- _TASK MATERIAL_
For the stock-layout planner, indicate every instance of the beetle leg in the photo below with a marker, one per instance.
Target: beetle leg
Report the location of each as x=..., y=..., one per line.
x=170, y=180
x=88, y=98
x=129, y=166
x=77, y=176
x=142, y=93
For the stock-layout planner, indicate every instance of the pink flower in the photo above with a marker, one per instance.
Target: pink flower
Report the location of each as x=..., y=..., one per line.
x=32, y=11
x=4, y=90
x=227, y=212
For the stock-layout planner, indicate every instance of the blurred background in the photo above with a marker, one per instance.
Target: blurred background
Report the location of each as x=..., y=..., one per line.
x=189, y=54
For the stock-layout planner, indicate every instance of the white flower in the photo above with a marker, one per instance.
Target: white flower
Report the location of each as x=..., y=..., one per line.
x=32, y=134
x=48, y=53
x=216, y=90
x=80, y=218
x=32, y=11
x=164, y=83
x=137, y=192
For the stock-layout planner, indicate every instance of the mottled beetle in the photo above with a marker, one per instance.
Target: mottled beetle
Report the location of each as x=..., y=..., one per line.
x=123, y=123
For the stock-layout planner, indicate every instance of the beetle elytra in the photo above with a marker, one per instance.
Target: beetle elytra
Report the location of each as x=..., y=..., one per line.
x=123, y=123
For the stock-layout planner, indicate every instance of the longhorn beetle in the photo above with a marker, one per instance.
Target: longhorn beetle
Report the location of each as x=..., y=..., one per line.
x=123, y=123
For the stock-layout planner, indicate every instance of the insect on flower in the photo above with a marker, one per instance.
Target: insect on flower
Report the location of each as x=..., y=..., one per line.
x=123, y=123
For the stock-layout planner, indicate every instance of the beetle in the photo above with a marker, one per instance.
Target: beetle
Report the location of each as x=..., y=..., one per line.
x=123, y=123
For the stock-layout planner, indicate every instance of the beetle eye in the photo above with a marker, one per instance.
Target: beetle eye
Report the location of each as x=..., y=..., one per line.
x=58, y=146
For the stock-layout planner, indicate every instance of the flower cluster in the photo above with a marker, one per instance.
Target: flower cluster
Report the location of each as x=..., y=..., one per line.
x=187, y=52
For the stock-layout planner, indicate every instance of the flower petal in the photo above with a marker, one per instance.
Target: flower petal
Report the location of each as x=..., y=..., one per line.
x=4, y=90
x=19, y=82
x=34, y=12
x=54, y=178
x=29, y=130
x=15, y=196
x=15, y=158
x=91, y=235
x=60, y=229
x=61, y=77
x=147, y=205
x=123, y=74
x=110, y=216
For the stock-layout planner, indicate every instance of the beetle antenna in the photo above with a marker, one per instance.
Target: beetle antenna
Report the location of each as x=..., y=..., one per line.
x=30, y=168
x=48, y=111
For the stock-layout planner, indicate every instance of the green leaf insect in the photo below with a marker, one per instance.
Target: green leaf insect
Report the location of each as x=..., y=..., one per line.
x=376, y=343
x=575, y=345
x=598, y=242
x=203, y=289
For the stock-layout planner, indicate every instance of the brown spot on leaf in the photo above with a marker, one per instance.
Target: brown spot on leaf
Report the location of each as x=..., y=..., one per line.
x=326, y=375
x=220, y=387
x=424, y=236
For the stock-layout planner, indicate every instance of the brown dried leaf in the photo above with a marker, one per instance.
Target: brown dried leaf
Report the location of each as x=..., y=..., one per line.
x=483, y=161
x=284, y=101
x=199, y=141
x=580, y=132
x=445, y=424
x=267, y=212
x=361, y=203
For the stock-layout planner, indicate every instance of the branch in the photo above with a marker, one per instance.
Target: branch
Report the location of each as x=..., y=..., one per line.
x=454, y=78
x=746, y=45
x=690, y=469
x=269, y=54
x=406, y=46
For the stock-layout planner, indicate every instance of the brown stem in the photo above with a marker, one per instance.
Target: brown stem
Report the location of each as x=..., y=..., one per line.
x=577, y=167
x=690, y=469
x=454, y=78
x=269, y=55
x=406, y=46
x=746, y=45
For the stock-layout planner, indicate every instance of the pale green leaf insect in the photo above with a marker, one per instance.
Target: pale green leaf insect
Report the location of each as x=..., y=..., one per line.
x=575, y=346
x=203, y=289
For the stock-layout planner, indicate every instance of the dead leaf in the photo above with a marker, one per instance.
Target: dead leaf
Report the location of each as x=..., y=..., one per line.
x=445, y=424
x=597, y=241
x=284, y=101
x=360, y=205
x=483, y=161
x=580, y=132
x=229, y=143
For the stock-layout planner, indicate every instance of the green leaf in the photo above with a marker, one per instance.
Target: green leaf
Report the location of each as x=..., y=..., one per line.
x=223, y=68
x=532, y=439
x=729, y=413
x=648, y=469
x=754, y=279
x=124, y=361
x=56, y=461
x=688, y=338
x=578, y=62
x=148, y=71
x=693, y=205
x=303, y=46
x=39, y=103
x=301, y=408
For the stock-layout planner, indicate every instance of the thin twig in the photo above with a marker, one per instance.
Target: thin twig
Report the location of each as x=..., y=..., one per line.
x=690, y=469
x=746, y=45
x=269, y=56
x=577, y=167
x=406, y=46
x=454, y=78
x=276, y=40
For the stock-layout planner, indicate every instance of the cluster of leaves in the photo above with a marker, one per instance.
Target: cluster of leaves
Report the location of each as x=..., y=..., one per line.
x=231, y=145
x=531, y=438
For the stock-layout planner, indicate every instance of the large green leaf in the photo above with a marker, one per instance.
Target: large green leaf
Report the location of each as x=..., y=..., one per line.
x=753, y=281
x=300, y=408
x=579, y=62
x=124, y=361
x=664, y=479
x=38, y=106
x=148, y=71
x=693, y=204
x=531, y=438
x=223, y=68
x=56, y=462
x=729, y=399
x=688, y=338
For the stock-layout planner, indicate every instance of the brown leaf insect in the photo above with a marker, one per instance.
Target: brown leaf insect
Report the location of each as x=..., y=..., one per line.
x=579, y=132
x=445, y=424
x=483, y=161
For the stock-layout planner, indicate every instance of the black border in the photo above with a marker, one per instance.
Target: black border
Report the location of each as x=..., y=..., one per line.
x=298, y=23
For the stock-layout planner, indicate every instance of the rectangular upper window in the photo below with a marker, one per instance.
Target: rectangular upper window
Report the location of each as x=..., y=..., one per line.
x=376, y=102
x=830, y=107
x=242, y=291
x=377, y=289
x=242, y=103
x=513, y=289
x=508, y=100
--
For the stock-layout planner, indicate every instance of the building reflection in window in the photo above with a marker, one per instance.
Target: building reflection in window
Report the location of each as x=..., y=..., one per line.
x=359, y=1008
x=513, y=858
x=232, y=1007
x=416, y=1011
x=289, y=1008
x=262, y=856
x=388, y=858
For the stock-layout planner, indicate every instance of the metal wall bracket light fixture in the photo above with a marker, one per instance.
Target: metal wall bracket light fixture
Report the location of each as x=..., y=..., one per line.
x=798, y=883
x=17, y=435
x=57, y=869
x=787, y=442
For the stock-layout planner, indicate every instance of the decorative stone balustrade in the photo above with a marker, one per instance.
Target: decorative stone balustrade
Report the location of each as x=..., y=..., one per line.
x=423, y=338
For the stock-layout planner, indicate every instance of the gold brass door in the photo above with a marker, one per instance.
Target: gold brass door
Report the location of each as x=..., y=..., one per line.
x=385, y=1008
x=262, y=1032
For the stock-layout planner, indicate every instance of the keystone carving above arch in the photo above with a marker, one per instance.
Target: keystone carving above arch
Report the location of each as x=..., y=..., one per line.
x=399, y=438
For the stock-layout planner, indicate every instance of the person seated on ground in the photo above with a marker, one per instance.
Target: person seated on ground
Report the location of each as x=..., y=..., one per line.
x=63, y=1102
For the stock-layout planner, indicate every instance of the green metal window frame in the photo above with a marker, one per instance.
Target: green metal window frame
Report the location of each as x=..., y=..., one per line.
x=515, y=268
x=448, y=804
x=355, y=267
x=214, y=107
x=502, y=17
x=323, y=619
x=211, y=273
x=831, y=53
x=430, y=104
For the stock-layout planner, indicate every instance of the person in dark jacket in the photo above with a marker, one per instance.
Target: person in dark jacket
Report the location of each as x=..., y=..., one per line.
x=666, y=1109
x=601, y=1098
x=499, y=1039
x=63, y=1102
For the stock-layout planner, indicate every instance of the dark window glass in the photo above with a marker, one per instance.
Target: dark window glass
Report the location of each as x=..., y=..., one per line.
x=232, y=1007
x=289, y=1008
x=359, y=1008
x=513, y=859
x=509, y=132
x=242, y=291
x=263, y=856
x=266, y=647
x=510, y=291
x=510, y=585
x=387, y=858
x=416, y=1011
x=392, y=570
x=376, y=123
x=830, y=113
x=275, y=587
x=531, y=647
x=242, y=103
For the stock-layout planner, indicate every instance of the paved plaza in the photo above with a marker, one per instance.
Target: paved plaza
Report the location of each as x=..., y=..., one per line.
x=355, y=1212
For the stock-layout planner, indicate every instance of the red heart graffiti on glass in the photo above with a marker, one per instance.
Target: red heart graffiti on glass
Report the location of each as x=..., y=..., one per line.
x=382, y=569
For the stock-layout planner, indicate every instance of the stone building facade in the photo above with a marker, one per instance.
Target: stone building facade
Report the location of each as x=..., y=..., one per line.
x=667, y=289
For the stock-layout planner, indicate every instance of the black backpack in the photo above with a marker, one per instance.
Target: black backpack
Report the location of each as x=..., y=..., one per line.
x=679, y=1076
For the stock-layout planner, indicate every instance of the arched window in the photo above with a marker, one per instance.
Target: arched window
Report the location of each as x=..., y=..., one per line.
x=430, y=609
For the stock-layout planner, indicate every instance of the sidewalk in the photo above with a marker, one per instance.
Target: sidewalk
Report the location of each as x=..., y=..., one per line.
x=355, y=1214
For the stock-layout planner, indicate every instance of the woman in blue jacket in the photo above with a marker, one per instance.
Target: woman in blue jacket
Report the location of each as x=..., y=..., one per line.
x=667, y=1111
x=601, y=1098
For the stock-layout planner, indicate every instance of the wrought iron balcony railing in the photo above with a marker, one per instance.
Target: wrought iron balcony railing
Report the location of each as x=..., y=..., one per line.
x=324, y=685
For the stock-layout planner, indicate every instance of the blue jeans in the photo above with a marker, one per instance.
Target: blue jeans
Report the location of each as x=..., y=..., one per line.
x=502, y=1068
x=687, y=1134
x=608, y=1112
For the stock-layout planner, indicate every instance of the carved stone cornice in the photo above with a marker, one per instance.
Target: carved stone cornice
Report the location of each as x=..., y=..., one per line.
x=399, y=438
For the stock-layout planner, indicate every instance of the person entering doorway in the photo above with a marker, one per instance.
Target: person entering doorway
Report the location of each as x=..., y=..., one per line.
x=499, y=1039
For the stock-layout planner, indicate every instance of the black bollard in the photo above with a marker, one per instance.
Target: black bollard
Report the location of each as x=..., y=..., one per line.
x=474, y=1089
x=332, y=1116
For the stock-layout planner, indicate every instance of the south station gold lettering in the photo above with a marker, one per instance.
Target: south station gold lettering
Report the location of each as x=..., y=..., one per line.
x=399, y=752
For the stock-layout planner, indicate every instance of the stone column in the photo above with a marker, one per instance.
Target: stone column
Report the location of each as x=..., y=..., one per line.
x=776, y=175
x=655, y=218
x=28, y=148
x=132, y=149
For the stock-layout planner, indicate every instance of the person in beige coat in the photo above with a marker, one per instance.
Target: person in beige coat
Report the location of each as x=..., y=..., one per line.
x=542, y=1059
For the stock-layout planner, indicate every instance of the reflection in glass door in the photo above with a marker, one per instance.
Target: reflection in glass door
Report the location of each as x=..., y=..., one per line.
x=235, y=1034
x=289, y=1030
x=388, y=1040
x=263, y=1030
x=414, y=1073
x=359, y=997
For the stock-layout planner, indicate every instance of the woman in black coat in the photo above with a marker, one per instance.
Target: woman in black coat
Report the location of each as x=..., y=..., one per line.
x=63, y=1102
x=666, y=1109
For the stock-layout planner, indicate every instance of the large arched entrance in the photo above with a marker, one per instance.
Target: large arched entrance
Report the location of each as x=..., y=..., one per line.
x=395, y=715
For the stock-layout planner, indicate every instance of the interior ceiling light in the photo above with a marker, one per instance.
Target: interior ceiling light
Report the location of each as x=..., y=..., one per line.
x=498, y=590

- _WHAT IS BEING ASKED_
Please reproduce the part of the data that opens with the line containing "the brown spot" and closes with the line containing "x=424, y=236", both lines included, character for character.

- _TASK RESPONSE_
For the stock-layout planner, indicate every instance of the brown spot on leaf in the photo above with a marker, one per instance.
Target: brown spot on leaf
Report the location of each as x=..., y=..., one per line.
x=326, y=375
x=220, y=387
x=424, y=236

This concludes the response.